*Text section*:
* * *

This is a training and capacity building event co-organised by the Administrative Data Research Centre England (ADRC_E) and the Consumer Data Research Centre (CDRC).

This short course is designed to give participants a practical introduction to data linkage and is aimed at researchers either intending to use data linkage themselves or those who want to understand more about the process so that they can analyse linked data. Introduction to Data Linkage will cover examples of the uses of data linkage, data preparation, and methods for linkage (including deterministic and probabilistic approaches and privacy-preserving linkage).

The main focus of this course will be health data, although the concepts will apply to many other areas. This course includes a mixture of lectures and practical sessions that will enable participants to put theory into practice.

We recommend this course is booked in conjunction with the separate course ‘Evaluating linkage quality for the analysis of linked data’ on the 11 May 2018, which will cover processing of linked data, concepts of linkage error and bias, and handling linkage error in analysis. It can also be booked as a separate one day course.

Target Audience:
The course is aimed at researchers who need to gain an understanding of data linkage techniques and of how to analyse linked data. The course provides an introduction to data linkage theory and methods for those who might be using linked data in their own work. Participants may be academic researchers in the social and health sciences or may work in government, survey agencies, official statistics, for charities or the private sector.

The course does not assume any prior knowledge of data linkage. Some experience of using Excel or other software will be useful for the practical session.

Course content:

- Overview of data linkage (data linkage systems, benefits of data linkage, types of projects)

- Linkage methods (deterministic and probabilistic, privacy-preserving)

- The linkage process (data preparation, blocking, classification)

- Overview of linkage error

- Practical sessions

Learning outcomes:

- Understand the background and theory of data linkage methods

- Prepare data for linkage

- Perform deterministic and probabilistic linkage

Course outline:

- Introduction

- Preparing data for linkage

- Deterministic linkage, privacy-preserving linkage

- Linkage error

- Advanced linkage methods including probabilistic linkage

- Practical session

- Multiple files and emerging methods

* * *

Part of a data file
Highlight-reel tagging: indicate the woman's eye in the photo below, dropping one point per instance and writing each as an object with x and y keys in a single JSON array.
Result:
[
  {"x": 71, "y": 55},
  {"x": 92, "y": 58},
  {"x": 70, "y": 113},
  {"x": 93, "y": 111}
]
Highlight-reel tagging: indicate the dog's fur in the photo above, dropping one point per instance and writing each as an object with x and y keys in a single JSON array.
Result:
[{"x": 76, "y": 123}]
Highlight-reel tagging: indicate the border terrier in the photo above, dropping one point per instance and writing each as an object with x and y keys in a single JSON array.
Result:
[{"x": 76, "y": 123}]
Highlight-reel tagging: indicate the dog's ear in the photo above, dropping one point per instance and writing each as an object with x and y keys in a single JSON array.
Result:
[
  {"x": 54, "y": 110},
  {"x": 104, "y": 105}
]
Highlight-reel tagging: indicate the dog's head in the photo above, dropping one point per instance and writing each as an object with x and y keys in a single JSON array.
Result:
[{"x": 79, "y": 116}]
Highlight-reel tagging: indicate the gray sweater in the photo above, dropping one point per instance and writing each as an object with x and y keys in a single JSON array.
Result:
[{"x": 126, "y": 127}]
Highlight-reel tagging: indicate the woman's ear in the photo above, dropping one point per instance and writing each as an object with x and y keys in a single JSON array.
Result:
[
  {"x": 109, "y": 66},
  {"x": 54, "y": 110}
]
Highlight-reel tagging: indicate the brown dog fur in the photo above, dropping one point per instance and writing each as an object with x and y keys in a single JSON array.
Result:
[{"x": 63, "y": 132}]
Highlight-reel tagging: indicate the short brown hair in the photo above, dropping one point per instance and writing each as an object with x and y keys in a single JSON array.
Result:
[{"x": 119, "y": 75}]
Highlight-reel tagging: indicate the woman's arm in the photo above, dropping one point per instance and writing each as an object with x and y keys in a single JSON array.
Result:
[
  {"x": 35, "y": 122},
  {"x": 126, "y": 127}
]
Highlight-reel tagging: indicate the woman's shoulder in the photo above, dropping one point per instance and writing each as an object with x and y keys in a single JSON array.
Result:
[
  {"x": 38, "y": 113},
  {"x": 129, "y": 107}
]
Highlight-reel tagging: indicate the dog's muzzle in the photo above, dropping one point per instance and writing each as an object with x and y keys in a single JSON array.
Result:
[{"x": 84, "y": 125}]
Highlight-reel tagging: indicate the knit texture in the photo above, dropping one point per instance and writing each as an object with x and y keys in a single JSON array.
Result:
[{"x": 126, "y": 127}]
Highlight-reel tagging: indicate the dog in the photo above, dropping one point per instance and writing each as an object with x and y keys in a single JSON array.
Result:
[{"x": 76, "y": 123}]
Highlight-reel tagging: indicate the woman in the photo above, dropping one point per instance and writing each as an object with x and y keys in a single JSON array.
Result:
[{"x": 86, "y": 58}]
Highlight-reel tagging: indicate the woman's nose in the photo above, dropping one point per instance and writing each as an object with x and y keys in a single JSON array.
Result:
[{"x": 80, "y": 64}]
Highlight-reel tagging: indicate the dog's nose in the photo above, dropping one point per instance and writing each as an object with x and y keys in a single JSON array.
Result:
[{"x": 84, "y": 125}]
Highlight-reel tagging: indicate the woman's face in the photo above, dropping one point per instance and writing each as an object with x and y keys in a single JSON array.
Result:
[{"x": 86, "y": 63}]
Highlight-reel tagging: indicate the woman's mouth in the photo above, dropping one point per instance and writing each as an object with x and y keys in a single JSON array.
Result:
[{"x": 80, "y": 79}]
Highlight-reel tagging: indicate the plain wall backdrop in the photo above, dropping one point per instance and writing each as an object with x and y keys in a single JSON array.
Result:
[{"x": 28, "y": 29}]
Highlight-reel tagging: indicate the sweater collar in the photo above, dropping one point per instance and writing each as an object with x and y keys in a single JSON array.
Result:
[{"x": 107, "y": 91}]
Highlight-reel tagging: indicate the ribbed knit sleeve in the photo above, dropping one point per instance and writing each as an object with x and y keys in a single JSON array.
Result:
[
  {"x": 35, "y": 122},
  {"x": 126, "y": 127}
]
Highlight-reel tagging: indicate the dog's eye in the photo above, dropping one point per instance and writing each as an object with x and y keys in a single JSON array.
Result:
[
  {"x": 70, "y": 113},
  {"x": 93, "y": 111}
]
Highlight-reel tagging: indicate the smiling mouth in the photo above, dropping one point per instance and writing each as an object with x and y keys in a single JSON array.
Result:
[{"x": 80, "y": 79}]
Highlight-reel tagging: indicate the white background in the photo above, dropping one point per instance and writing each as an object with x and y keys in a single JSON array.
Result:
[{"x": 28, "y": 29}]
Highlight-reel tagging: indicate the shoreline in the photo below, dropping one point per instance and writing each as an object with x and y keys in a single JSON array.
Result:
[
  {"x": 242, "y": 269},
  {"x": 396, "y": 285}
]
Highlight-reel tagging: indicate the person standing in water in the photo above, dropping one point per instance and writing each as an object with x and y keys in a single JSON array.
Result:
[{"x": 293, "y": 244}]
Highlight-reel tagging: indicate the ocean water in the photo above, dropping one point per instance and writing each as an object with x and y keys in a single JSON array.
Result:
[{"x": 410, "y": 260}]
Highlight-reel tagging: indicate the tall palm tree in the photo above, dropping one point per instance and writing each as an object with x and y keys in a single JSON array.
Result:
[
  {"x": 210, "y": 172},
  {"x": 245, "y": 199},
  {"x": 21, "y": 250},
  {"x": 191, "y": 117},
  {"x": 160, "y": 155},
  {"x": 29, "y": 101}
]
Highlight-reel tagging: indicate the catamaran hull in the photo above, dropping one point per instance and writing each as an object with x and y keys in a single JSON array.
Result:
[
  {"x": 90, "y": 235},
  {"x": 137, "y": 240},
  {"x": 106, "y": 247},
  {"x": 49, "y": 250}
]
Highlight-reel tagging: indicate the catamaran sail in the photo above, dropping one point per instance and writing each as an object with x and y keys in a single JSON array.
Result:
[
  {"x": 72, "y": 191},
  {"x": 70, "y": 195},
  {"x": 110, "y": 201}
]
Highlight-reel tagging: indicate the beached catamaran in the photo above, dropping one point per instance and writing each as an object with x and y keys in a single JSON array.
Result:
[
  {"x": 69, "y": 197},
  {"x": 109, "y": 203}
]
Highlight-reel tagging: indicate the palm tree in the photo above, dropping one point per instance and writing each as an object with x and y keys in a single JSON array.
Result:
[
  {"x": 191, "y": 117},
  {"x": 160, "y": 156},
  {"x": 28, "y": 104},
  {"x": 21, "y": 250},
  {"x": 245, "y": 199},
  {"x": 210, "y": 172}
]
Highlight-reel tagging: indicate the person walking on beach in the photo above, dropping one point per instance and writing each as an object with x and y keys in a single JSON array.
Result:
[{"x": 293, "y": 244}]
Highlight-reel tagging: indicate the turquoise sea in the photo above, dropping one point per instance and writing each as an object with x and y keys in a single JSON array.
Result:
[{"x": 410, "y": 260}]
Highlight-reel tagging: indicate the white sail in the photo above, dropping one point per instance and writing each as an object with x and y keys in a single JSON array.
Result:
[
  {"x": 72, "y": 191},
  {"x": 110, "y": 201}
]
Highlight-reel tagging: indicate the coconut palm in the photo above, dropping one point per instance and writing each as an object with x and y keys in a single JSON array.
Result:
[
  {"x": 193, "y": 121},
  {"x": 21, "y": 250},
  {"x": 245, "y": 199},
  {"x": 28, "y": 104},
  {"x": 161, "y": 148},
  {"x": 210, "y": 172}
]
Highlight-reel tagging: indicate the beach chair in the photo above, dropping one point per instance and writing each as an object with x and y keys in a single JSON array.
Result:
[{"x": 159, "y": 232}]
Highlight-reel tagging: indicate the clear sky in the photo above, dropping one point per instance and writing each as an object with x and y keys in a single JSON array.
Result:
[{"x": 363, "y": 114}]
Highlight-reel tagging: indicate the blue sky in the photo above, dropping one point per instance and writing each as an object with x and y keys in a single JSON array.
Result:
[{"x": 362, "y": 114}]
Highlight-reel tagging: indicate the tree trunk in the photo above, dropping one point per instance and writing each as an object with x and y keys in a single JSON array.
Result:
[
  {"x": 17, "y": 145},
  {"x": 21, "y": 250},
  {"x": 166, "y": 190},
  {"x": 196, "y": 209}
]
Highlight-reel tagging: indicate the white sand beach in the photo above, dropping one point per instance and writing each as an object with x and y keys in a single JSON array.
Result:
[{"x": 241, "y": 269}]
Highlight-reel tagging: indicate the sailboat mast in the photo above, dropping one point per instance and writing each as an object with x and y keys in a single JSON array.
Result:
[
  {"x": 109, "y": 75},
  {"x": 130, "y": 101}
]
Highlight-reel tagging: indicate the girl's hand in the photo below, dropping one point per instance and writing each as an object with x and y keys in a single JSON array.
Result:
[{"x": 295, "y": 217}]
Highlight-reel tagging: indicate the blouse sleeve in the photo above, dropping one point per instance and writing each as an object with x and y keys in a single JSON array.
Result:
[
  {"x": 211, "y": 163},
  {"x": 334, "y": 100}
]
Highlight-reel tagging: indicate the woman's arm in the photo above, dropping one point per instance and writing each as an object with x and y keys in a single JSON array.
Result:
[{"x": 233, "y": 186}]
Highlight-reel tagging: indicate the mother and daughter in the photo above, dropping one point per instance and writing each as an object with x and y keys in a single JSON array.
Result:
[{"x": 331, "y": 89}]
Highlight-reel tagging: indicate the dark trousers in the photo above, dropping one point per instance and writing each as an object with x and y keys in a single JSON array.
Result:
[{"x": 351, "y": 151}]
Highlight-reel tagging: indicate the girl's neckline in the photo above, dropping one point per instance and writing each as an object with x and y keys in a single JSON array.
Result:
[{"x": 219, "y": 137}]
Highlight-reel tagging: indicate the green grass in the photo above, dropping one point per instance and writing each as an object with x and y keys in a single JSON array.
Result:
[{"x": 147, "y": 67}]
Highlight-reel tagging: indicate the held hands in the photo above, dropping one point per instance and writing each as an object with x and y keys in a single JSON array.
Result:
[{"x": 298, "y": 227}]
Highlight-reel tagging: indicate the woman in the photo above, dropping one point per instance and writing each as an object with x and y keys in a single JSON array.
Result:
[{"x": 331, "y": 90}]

* * *

*Tasks*:
A. According to the course description, what kind of data does the course mainly focus on?
B. Please pull out every line of the listing that contains the word "mouth".

*Solutions by task*:
A. Health data.

B.
Highlight-reel tagging: indicate the woman's mouth in the photo above, dropping one point per instance and writing each as an object with x and y keys in a single JSON array.
Highlight-reel tagging: indicate the smiling mouth in the photo above, dropping one point per instance and writing each as an object with x and y keys in a single JSON array.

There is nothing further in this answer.